** START **

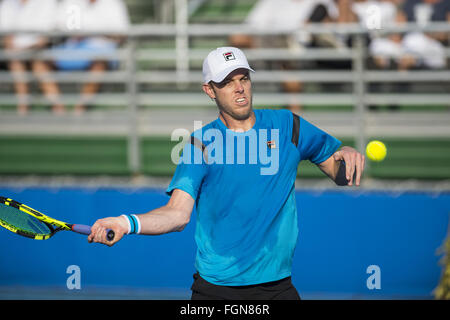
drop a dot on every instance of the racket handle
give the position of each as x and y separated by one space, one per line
84 229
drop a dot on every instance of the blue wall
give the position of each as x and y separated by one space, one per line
341 234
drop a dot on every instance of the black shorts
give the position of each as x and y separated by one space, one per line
277 290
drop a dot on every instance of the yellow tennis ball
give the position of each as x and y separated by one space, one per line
376 150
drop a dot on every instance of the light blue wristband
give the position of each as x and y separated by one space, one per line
134 225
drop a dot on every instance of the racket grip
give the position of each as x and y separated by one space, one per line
84 229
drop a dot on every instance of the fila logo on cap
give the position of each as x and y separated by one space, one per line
229 56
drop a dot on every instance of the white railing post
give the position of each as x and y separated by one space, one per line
359 91
182 42
133 141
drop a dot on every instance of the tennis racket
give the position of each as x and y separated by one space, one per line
30 223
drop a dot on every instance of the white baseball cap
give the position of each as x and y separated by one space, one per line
221 62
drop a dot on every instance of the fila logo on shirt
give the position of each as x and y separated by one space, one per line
271 144
229 56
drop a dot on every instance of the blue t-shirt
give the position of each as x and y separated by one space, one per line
243 186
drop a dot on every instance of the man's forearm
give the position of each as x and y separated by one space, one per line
163 220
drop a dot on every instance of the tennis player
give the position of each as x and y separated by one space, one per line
247 228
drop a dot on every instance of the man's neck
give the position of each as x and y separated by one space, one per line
238 125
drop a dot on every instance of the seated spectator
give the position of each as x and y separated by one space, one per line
427 48
288 16
29 15
94 16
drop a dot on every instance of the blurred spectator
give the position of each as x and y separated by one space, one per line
427 48
98 16
29 15
287 16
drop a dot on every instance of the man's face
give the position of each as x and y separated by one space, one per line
233 95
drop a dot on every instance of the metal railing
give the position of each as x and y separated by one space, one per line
139 118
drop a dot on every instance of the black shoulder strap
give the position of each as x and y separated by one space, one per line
197 143
295 129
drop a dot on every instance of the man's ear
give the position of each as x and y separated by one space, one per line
209 91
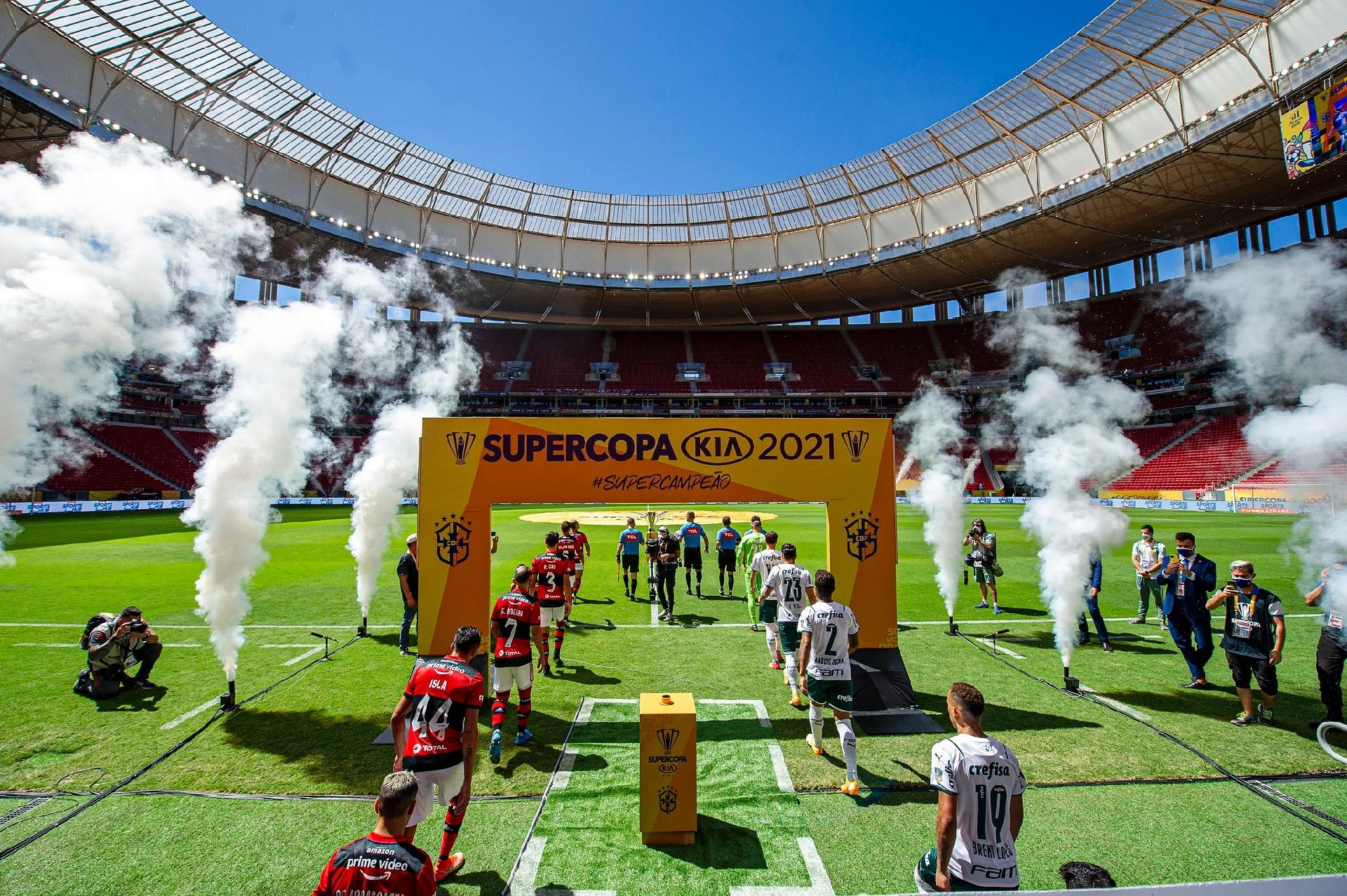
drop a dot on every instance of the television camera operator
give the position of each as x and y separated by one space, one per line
114 647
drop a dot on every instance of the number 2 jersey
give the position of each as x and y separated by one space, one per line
551 572
790 585
515 615
985 775
829 624
441 692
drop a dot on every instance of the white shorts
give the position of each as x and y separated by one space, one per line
521 676
449 780
550 616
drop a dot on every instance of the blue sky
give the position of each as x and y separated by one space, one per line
651 98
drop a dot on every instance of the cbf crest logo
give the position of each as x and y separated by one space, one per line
856 442
460 445
452 540
862 535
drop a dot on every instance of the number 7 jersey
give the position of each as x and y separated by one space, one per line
984 774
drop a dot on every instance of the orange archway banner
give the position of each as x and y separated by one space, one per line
471 464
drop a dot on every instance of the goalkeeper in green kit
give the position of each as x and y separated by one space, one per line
752 542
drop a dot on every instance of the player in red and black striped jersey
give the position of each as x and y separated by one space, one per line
515 620
553 588
386 860
443 698
582 551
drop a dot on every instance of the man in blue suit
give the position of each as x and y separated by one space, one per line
1190 578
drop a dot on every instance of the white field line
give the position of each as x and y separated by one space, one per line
819 881
190 713
1001 648
304 655
1121 708
525 880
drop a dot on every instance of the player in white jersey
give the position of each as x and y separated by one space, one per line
827 636
791 585
761 566
981 808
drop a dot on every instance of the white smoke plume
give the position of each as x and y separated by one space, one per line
279 364
937 436
1067 420
389 464
96 256
1278 320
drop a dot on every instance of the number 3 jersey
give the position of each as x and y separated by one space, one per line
984 774
515 615
441 692
829 625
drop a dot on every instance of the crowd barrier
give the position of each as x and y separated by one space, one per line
1242 506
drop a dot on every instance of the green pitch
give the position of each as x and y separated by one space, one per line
1102 787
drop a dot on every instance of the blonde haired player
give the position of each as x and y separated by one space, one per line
829 632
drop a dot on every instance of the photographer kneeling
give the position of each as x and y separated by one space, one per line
114 647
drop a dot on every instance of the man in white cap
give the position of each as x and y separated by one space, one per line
407 580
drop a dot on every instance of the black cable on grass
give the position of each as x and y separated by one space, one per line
542 803
101 795
1252 786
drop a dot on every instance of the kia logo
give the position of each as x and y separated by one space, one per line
718 446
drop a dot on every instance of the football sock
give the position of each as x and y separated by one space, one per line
525 707
453 821
847 739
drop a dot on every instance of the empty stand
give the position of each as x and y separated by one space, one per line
1210 457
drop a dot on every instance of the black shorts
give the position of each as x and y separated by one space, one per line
1245 667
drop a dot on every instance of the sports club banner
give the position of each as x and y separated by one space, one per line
471 464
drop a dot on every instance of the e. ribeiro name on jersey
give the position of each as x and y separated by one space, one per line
829 625
985 775
791 585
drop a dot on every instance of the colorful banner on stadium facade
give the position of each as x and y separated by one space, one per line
468 465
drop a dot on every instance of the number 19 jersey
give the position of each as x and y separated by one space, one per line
829 625
985 775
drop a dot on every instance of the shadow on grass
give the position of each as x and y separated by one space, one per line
1294 710
720 844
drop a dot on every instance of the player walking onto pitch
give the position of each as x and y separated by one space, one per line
582 550
764 562
692 538
629 543
726 542
443 698
752 542
979 809
553 588
791 584
515 620
827 636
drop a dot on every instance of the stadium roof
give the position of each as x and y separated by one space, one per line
1144 81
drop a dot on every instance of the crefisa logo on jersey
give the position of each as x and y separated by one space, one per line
452 540
862 535
460 445
856 442
718 446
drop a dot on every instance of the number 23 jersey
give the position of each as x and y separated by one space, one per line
985 775
441 693
829 625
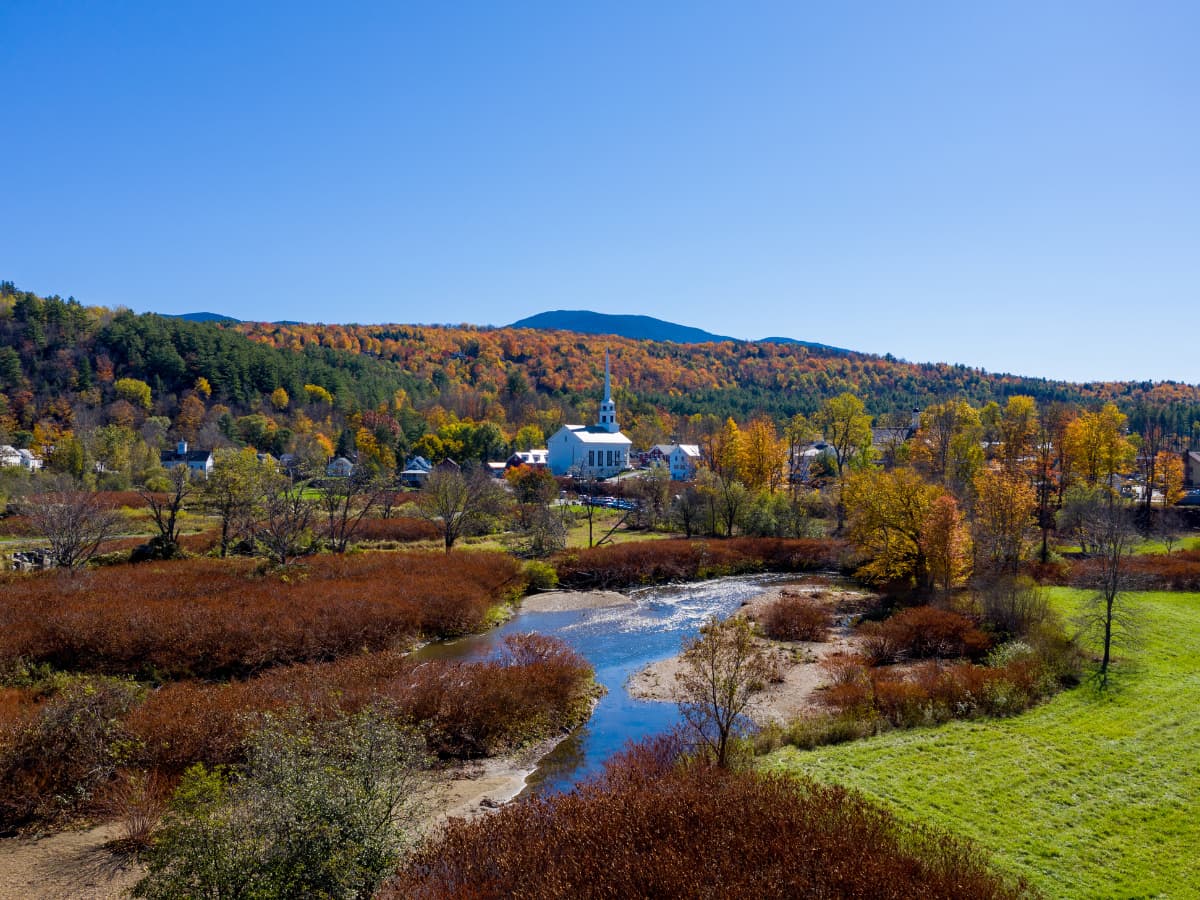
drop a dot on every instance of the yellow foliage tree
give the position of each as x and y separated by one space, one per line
1003 516
762 456
886 517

** END **

GIVEN PROBLEM: All of the data above should be quoted exactly, except for the pictures.

OUTPUT:
drop a dot on every instance of the racket handle
give the position of each as x and y separated by one space, one per line
84 229
drop a dot on every instance of the blue wall
give the position of each as x and y separated by one space, one per line
341 234
drop a dot on every instance of the black shorts
give the position of each as x and y separated by one space, one per line
277 290
drop a dot on every instance of the yellow tennis ball
give the position of each as x and y separated by one space, one per line
376 150
drop a dot on every instance of the light blue wristband
give the position of each as x and y separated by one space, one per line
134 225
drop a dot on every instance of the racket grip
give the position of each as x and y separated by one space, one per line
84 229
drop a dot on every instance of the fila logo on cap
give the position of each as x and y separated by one space, one per line
229 56
drop a dot on every instance of the white railing post
give the position of each as x and y separated by one space, one per line
359 91
182 42
133 141
drop a dot on every instance of the tennis racket
give the position of each as x and y separated by one space, one per line
30 223
drop a dot on every instance of the white baseball cap
give the position of each as x and y separated by one space, one per line
221 62
drop a dot on every instance of the fila logo on shirt
give the position of each as x and y separated by one space, one per line
271 144
229 56
drop a dot on every instance of the blue t-shirt
give the position of each as x and y separated by one space, one per line
243 186
drop a dot on every instance of the man's forearm
give the position of each as x and y separated by one space, one per line
163 220
drop a dot on every instance of the tennis player
give the position of each as x and y separated by one space, one per line
247 228
drop a dot on every instance of the man's neck
give the position of each as x and y separated by one space, one per line
238 125
drop a dot on every instance of the seated spectator
give the position of each as x and y separated by one space, one per line
427 48
288 16
29 15
94 16
drop a dot on every instance of the blurred spectator
give the position of each as x and y separated by one space, one per line
427 48
98 16
29 15
287 16
drop a dot on every instance of the man's face
give the position of each as x and y separated by one space, one per line
233 95
drop a dot on every instance of the metal railing
give the position of each as x and y separated by one space, one per line
139 118
drop a dot on every instance of the black shoulder strap
give the position of each as x and y separated by one space, one per line
197 143
295 129
drop a dot on every instance of the man's ear
give the position of each as x and y separated by one space, one per line
209 91
drop a dot on every instance of the television camera operator
give the position of each as x and y separated by one space, one per line
114 647
drop a dot on every instance of the number 2 jersey
give the position of each as x and y separated by one space, one per line
551 572
790 585
515 615
985 775
829 624
441 692
drop a dot on every instance of the white shorts
give the position of each as x and y separated by one space, one per line
521 676
449 780
550 616
drop a dot on every instance of the blue sky
give the position of each as x and y separated by one space, one per line
651 98
drop a dot on every instance of the cbf crest logo
give the position of each as x and y separated by one space, one per line
856 442
460 445
452 540
862 535
drop a dot on every instance of the number 7 jersey
give the position of each as x and y separated by one space, one per line
984 774
drop a dot on every instance of the orange archway banner
give the position of each as x and y separated by one space, one per line
471 464
drop a dot on every instance of the goalkeeper in green kit
give the position of each as x and y separated by one space, one per line
752 542
drop a dot on every instance of the player in red and black striped jersey
give the position of each as x and y separated by one space, one per line
515 620
553 588
386 860
443 698
582 551
drop a dot on every instance of the man in blue suit
give the position of each as x and y separated by one space, one per line
1190 578
drop a dot on every instance of the white field line
give the position of each as x and y separated by one space, one per line
819 881
190 713
1001 648
304 655
1121 708
525 880
drop a dot on every instance of the player in white jersey
give the position of each as x and y separated by one space, one per line
827 636
791 585
761 566
981 808
drop a dot on every instance of the white smoke plume
give the position of each as x and y separated by one space, one per line
279 364
937 436
1067 420
389 464
96 256
1278 320
drop a dot on every instance of the number 3 jersey
give the position of each as x and y separated by one space, one per line
984 774
515 615
441 692
829 625
drop a dot on every instance of the crowd barrier
give the position of each as x and y separated by one space, one per line
1242 506
drop a dot on every instance of the green pitch
give the position of each as x and y separated by one space, one per line
1102 787
drop a dot on every instance of the blonde haired player
give the position of each as x and y separated by one space, one per line
829 632
drop a dot on every instance of the photographer kneeling
give the position of each as x and y separated by one space, one per line
114 647
drop a dot on every instance of the man in white cap
give the position of each as x and y separated by one space, one per line
407 580
drop a dot on every instance of the black cable on grass
give the position of each as x and y separated by one space, one per line
542 803
101 795
1252 786
drop a dot on every instance of the kia logo
give the position of each as x and y separated by one space, one per line
718 446
drop a dot on every instance of the football sock
give the position of each as x and y separated by one space, one per line
525 707
453 821
847 739
drop a dot on every instance of the empty stand
give the position of each as x and y separated by one space, one per line
1210 457
drop a dot on every instance of the black shorts
give the position of each as x and y separated by one space, one per line
1245 667
drop a dot on every instance of the sports club banner
give the position of each as x and y separated by one space, one per line
471 464
drop a dot on every instance of the e. ribeiro name on jersey
give the position of each as x and y separated by one space, one per line
829 625
985 775
791 585
drop a dot on every instance of the colorful banner on stadium facade
give the position of each as x and y separated by one space, one per line
468 465
drop a dot on every instance of the number 19 jersey
give the position of each as x and y separated by one space, one per line
829 625
985 775
drop a dot on every instance of the shadow on grass
give the position of each as x and y separated by one space, one per line
1294 710
720 844
drop a dot on every instance of the player walking onto pitch
give the position of each as x and y separated by one space, one per line
582 550
764 562
692 538
629 543
726 542
443 698
752 542
979 809
553 588
791 584
515 620
827 636
drop a dot on every instance of the stadium roof
give the position of each as x and y separated by one space, one per line
1144 81
drop a dot on every instance of the crefisa logo on jersey
give the position of each as x and y separated by one space, one per line
452 540
862 535
460 445
856 442
718 446
drop a dot on every instance of the number 23 jersey
give the position of each as x and y separated by one space, one per line
985 775
441 693
829 625
drop a dot on every instance of the yellow foliage tree
give the position of each as x and y separated by one space, one per line
1003 516
762 456
886 517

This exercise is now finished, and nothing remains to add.